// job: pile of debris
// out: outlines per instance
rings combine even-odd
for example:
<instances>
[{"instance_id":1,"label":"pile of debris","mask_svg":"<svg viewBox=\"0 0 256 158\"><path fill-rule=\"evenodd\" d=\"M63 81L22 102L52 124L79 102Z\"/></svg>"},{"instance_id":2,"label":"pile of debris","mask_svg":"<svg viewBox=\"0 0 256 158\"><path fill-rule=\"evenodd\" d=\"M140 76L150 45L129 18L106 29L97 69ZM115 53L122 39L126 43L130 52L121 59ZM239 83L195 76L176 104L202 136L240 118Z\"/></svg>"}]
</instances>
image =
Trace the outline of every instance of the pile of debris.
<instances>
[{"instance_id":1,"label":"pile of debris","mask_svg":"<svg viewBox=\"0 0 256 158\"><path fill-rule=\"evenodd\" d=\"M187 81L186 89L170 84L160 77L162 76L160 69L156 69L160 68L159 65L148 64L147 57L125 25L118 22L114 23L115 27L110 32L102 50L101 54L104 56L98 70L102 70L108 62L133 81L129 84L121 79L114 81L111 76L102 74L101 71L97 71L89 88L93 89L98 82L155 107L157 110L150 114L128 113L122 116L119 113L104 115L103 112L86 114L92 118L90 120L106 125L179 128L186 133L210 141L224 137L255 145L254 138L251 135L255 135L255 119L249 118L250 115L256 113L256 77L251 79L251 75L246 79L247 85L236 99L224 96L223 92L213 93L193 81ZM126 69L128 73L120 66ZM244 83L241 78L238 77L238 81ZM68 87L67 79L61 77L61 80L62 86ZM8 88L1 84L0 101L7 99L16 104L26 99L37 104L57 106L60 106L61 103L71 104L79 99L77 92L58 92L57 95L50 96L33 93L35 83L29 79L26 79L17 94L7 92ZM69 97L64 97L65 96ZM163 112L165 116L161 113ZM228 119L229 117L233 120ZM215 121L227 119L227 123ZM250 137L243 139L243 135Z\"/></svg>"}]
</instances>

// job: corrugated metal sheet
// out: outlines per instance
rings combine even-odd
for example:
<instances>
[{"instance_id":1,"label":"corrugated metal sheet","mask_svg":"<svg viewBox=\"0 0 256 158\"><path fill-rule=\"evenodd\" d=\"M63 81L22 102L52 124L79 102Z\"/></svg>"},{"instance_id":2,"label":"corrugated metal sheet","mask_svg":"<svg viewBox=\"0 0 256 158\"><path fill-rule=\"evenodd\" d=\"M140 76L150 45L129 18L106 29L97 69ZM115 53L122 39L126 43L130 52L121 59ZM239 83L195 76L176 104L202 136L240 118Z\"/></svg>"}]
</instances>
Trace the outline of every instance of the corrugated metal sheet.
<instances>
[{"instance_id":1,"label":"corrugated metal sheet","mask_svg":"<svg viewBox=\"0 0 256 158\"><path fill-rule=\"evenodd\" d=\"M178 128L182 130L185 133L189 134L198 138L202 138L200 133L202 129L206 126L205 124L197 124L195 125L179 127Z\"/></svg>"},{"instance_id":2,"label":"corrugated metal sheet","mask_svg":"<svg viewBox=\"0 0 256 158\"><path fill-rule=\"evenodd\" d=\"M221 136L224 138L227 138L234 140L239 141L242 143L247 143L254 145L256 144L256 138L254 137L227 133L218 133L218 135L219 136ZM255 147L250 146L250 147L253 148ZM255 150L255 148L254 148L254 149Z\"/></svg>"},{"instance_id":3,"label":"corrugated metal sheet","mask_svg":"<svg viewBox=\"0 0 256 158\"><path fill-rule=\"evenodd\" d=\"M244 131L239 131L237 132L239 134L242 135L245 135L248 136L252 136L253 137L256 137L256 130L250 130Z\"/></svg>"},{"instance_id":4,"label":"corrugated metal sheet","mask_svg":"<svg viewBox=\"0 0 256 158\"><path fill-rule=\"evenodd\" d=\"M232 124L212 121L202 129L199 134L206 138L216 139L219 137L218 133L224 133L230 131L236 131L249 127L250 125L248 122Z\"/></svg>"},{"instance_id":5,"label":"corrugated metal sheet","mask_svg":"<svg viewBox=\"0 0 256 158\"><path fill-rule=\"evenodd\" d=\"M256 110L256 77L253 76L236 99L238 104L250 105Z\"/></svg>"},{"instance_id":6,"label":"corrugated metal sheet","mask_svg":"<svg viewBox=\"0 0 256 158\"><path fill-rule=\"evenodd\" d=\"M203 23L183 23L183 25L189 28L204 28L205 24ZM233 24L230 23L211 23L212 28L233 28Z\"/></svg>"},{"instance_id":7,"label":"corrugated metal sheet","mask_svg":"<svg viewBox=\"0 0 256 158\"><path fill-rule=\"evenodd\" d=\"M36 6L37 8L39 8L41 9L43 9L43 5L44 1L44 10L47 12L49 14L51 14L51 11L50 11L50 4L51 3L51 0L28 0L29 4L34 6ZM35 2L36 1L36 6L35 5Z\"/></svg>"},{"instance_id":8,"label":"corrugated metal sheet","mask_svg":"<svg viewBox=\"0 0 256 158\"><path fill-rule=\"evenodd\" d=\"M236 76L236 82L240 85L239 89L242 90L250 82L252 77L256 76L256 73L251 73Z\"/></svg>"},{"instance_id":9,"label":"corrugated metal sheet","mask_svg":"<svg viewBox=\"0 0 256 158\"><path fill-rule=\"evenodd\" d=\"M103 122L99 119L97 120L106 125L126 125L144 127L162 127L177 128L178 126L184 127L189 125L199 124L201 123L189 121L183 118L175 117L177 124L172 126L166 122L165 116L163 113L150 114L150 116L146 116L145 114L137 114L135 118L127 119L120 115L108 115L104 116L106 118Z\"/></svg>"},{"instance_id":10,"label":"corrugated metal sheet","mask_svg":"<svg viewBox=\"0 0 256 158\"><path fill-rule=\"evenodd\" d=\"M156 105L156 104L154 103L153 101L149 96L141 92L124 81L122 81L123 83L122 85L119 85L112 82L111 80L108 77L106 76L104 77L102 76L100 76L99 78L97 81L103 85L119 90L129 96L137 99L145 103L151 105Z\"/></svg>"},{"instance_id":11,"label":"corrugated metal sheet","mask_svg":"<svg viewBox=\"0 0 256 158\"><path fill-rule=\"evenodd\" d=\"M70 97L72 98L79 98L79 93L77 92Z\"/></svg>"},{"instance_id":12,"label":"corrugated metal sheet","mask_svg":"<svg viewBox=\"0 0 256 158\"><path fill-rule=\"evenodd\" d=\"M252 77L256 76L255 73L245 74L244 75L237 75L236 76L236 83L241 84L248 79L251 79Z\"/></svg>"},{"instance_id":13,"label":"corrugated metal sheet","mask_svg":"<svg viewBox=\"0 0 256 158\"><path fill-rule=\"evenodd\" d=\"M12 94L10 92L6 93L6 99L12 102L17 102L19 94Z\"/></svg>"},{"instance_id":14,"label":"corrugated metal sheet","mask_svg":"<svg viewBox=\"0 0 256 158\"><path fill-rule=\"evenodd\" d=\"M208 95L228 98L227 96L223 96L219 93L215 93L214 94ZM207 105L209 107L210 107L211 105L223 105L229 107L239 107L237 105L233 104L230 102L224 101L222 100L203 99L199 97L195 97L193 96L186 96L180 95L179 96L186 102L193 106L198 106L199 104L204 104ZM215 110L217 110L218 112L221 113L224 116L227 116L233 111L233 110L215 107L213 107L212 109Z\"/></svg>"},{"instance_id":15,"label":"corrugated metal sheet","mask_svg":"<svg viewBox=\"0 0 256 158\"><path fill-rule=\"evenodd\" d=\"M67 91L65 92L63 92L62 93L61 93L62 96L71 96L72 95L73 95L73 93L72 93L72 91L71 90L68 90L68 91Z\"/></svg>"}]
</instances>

* * *

Count the lines in the rows above that contain the string "Trace", with case counting. Reply with the number only.

* [ANSWER TO THE TASK]:
2